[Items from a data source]
——————————
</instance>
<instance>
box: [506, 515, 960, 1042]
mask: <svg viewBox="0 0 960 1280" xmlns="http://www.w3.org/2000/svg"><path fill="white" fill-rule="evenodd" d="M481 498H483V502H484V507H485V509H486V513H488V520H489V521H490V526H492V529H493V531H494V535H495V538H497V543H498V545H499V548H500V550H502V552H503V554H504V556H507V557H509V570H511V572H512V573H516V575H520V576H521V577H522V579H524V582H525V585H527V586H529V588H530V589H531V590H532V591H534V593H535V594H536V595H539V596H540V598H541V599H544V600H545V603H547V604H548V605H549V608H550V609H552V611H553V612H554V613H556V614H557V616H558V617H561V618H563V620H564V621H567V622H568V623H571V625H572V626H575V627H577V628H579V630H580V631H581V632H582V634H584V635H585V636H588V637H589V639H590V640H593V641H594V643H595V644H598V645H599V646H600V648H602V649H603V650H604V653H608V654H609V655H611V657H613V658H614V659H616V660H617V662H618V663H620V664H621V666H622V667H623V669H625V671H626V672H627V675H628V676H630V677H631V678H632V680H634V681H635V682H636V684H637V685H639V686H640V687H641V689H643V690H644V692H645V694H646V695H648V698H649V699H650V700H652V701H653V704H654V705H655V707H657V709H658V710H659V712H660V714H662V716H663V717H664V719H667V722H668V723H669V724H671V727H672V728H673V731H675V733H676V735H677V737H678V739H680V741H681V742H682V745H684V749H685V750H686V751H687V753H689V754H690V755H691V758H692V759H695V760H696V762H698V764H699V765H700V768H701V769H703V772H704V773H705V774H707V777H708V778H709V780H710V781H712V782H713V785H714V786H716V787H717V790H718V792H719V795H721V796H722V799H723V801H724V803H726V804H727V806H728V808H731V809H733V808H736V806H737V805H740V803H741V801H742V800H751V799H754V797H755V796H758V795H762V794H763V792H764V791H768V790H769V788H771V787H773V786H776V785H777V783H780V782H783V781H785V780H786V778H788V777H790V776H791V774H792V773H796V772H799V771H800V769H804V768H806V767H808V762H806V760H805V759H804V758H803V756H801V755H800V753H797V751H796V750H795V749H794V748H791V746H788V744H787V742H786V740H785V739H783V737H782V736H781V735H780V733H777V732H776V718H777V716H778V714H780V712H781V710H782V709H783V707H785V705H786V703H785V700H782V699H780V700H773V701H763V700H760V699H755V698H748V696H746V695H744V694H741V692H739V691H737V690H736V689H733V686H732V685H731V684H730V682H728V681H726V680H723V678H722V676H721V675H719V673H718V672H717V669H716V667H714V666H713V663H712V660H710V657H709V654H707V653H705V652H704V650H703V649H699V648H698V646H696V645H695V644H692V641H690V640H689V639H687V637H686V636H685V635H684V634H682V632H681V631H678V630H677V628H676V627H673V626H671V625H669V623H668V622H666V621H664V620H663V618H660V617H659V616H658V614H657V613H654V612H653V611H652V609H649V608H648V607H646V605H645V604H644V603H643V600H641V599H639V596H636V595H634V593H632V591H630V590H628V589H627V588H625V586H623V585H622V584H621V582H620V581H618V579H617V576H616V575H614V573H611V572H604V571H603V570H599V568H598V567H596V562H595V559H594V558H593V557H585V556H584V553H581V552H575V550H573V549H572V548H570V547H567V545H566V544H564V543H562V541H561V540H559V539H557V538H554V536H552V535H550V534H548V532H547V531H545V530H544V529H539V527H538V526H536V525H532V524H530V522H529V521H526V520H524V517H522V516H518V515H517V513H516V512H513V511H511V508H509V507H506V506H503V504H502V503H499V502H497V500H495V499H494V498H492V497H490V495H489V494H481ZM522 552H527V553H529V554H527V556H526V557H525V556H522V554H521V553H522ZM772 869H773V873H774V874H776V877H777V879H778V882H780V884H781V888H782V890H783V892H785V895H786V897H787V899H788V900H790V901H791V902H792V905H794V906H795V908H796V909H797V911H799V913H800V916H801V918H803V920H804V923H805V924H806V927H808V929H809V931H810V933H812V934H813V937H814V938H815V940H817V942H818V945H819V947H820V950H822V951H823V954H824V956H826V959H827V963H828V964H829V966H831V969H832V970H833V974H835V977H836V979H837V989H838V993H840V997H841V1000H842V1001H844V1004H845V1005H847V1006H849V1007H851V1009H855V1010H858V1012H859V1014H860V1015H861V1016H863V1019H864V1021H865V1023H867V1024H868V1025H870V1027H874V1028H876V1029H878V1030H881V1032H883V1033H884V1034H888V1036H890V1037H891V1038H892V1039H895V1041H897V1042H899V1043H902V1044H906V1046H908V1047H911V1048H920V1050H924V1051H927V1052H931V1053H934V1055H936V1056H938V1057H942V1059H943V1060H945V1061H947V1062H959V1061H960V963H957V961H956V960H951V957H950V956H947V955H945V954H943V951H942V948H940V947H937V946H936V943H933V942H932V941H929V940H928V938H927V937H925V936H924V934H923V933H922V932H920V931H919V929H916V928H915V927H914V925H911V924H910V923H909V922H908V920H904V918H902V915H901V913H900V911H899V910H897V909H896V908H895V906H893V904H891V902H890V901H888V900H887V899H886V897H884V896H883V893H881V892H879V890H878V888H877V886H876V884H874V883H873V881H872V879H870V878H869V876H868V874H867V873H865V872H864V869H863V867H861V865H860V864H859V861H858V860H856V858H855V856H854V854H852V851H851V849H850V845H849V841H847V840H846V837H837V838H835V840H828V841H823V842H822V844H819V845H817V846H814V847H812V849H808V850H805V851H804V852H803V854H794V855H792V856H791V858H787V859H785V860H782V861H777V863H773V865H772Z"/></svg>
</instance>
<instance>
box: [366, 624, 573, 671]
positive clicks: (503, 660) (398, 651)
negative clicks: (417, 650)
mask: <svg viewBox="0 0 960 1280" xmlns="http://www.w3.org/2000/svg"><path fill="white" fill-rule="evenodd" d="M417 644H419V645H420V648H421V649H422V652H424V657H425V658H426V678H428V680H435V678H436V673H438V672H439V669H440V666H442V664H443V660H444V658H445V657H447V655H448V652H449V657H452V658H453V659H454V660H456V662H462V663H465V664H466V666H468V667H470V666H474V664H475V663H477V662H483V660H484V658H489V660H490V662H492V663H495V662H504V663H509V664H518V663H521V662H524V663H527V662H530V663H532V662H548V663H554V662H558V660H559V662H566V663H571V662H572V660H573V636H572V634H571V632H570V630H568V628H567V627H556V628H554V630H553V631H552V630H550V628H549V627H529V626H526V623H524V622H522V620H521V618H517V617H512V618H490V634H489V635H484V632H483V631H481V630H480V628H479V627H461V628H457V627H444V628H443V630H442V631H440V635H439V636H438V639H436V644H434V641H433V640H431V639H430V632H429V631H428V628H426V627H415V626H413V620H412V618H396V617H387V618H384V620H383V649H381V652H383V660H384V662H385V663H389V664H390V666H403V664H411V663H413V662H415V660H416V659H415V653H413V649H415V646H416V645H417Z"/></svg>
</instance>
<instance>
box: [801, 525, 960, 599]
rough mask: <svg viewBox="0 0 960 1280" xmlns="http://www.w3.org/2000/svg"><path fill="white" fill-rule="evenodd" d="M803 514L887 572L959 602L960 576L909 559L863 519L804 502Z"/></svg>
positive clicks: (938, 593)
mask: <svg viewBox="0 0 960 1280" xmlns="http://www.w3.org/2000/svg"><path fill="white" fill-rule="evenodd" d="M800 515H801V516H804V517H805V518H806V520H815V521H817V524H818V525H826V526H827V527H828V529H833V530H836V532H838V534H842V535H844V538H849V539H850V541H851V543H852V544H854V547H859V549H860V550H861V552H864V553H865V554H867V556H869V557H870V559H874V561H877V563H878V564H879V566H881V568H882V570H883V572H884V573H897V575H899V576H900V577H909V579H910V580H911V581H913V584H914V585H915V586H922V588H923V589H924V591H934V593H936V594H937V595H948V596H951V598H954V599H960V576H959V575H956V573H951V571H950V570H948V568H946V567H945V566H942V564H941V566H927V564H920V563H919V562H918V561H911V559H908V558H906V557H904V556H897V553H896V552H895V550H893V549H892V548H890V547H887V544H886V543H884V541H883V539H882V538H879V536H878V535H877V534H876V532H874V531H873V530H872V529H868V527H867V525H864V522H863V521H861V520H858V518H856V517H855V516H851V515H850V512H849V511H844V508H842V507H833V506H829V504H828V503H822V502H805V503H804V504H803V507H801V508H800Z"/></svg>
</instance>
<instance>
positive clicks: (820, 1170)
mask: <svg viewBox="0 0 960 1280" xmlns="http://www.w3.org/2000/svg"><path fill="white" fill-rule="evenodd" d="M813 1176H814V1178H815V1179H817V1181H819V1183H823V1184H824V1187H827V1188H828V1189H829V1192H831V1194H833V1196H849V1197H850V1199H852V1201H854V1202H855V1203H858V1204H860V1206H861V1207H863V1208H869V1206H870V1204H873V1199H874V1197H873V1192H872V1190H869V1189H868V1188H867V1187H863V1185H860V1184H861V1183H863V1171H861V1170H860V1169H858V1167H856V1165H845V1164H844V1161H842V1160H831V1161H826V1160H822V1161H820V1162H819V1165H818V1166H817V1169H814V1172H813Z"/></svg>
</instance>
——————————
*Job item:* Report every line of the items above that contains the string "positive". Case counts.

*Output of the exercise:*
positive clicks: (503, 660) (398, 651)
positive clicks: (938, 593)
positive clicks: (820, 1170)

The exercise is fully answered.